* Given problem *
Write out the whole listing exactly as it stands.

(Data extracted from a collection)
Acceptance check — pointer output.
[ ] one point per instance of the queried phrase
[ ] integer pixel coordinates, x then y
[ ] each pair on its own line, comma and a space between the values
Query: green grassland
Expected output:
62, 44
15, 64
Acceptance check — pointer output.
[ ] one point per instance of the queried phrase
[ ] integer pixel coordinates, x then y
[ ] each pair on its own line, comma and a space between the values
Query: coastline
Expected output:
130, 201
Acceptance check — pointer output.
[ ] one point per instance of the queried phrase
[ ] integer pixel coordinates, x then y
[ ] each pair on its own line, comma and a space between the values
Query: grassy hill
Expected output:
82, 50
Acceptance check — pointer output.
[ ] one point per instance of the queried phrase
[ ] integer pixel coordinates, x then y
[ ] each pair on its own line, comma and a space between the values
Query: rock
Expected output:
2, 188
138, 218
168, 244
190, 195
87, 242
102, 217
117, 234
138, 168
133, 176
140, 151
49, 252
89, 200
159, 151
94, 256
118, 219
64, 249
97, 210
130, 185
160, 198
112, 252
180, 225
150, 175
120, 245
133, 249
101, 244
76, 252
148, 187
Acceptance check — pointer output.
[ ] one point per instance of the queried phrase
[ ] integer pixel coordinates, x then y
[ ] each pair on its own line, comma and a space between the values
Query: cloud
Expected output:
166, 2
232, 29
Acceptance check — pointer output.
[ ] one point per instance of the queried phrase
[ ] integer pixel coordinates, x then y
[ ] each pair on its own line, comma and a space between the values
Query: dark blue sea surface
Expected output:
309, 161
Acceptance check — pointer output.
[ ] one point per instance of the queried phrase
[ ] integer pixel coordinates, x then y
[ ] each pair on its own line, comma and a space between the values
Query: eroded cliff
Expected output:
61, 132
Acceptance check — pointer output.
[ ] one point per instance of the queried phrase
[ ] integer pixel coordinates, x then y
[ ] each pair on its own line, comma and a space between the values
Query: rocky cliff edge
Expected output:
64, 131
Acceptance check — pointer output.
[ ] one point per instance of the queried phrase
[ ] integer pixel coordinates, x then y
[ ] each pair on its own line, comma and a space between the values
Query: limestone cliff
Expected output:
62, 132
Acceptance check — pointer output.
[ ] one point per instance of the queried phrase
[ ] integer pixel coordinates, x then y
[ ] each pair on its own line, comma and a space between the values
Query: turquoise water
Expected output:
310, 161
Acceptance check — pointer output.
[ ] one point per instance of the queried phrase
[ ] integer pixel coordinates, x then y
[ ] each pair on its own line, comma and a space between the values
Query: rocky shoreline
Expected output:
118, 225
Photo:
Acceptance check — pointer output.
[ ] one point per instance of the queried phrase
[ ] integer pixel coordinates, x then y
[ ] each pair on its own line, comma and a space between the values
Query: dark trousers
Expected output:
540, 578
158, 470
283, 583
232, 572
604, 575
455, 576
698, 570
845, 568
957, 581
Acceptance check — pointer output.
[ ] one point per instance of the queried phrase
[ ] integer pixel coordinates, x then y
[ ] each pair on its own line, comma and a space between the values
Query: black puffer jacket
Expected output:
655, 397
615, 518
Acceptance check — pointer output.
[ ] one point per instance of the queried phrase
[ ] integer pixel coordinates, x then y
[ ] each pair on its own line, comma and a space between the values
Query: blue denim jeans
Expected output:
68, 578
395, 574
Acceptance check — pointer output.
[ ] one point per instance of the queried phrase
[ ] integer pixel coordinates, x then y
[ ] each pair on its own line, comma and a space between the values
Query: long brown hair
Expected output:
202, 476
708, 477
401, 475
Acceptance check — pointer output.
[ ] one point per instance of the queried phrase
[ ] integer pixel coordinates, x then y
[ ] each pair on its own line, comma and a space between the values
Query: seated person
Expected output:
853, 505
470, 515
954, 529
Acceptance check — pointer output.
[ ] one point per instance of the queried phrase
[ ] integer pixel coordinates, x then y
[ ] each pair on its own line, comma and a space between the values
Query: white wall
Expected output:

* Reply to the exercise *
Acceptance check — pointer output.
[ ] one point per instance of the queried phrase
[ ] integer pixel coordinates, x then y
[ ] each pair on its own line, comma and a space between the values
Query: green grassland
Expected output:
62, 44
15, 64
Acceptance check — pointer output.
[ ] one point per instance of the queried phrase
[ ] integer pixel coordinates, x then y
[ ] each pair on its own line, comma and a space between the values
Query: coastline
Expected output:
130, 201
Acceptance check — pointer output.
[ ] one point per instance of the queried phrase
[ ] integer pixel coordinates, x then y
[ ] each pair on its own line, comma and a space between the values
Query: grassy hill
Expected output:
82, 50
Acceptance check — pointer output.
[ ] one point per instance of the queried phrase
[ ] integer pixel coordinates, x then y
[ ] each pair on its own line, comma and a space between the values
Query: rock
Expected output:
2, 188
138, 218
168, 244
190, 195
87, 242
102, 217
117, 234
138, 168
133, 176
140, 151
49, 252
89, 200
159, 151
94, 256
118, 219
64, 249
97, 210
130, 185
160, 198
112, 252
180, 225
150, 175
120, 245
133, 249
101, 244
76, 252
148, 187
Acceptance check — pointer output.
[ ] one point per instance of the queried phrase
[ ] integer pixel coordinates, x then y
[ ] each pair on its own line, comma and a space between the values
Query: cloud
Expected output:
166, 2
232, 29
Acceptance check — pointer output.
[ ] one point per instance of the queried phrase
[ ] integer pixel coordinates, x then y
[ ] each pair on its own line, comma and a space between the values
Query: dark blue sea surface
Expected output:
309, 161
Acceptance check — pointer output.
[ ] one point per instance of the queried phrase
[ ] integer pixel coordinates, x then y
[ ] each pair on its own line, comma and a space between the values
Query: eroded cliff
Expected output:
61, 132
Acceptance check — pointer output.
[ ] one point per instance of the queried phrase
[ ] integer pixel coordinates, x then y
[ ] each pair on its own line, comma and a space between the values
Query: rocky cliff edge
Expected output:
64, 131
Acceptance check — pointer output.
[ ] one point per instance of the queried phrase
[ ] integer pixel coordinates, x then y
[ ] each pair on its own line, comma and a space between the values
Query: limestone cliff
Expected output:
62, 132
Acceptance check — pointer output.
[ ] one point per instance of the queried phrase
[ ] integer pixel coordinates, x then y
[ ] each pair on its own line, comma and a space between the values
Query: turquoise water
Expected output:
310, 161
Acceptance check — pointer output.
[ ] one point per instance of the queried phrase
[ ] integer pixel coordinates, x then y
[ ] each pair on its own line, comma and a space between the values
Query: rocky shoreline
Expected output:
118, 225
Photo:
Acceptance check — pointer output.
[ ] one point per instance of the queried phrase
[ ] integer pixel coordinates, x then y
[ ] each pair on its own line, comma and a space between the values
Query: dark trousers
Expected output:
540, 578
158, 470
283, 583
232, 572
604, 575
455, 576
698, 570
845, 568
957, 581
Acceptance check — pointer output.
[ ] one point per instance of the queried phrase
[ ] integer pixel coordinates, x then y
[ ] each pair on its own line, comma and a space between the values
Query: black puffer jacket
Expected output:
655, 397
615, 518
Acceptance check — pointer output.
[ ] one point per instance of the queried phrase
[ ] integer pixel coordinates, x then y
[ ] each pair on its own line, comma and a space between the values
Query: blue denim jeans
Expected output:
68, 578
395, 574
Acceptance check — pointer output.
[ ] one point per instance of the queried phrase
[ ] integer pixel coordinates, x then y
[ ] each pair on its own line, comma and a space between the values
Query: long brown hair
Expected output:
202, 476
708, 477
401, 475
Acceptance check — pointer output.
[ ] one point per instance of the queried phrase
[ ] integer pixel coordinates, x then y
[ ] each pair on its own line, comma and a space between the values
Query: seated person
Expected output:
853, 505
470, 515
954, 529
Acceptance check — pointer output.
[ ] one point per instance of the queried phrase
[ ] integer pixel coordinates, x then y
[ ] each pair on its own line, comma and a space between the values
Query: white wall
Expected output:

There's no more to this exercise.